Welche Zeilen der folgenden Datensätze enthalten das Wort „cart“? Sammle jede dieser Zeilen und schreibe sie vollständig ab.

-------------------------

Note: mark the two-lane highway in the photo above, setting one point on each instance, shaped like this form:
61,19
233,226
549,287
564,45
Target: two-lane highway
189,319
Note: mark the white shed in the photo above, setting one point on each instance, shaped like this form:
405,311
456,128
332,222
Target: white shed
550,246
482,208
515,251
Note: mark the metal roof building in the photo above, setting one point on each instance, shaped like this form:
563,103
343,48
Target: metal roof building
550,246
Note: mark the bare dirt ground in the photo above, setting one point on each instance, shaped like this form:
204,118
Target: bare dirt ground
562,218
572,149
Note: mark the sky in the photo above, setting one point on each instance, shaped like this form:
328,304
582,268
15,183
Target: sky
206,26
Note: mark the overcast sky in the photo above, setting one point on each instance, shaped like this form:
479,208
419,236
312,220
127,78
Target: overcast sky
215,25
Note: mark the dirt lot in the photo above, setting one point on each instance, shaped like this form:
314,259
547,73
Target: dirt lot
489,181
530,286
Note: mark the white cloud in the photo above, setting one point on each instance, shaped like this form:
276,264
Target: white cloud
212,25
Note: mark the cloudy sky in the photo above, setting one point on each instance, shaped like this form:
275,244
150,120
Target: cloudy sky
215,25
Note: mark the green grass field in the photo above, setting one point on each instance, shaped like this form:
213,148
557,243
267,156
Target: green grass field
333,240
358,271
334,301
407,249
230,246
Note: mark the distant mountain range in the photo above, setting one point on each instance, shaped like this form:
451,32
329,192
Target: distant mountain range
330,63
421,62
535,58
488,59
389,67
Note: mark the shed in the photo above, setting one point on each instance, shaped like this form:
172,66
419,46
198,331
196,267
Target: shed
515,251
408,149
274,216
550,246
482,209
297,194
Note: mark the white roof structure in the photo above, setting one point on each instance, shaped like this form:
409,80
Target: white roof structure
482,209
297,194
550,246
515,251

-------------------------

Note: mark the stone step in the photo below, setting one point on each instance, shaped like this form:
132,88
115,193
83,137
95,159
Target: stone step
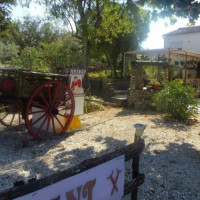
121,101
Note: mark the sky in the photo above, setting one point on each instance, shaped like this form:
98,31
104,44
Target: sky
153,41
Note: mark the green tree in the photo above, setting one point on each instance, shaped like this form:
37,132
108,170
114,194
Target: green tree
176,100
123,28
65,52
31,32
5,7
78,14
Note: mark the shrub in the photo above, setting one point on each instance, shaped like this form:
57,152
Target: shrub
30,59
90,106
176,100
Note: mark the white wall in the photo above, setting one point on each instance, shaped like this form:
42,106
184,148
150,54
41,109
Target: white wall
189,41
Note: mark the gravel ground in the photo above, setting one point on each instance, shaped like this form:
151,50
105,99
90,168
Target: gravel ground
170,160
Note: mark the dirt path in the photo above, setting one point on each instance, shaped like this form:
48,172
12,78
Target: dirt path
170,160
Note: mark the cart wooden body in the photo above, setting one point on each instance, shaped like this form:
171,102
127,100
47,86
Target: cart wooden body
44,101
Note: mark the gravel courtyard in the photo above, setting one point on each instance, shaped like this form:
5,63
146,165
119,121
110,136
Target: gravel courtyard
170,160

-------------------------

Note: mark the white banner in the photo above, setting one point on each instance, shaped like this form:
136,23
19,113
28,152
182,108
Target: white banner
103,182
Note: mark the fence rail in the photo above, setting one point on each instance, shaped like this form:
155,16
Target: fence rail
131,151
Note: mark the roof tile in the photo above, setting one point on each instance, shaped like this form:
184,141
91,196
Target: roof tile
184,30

-------------------------

_LÖSUNG:_
Note: mark the cart wooden body in the photo above, setting one point on each instance, shaped like this form:
Target: cart wooden body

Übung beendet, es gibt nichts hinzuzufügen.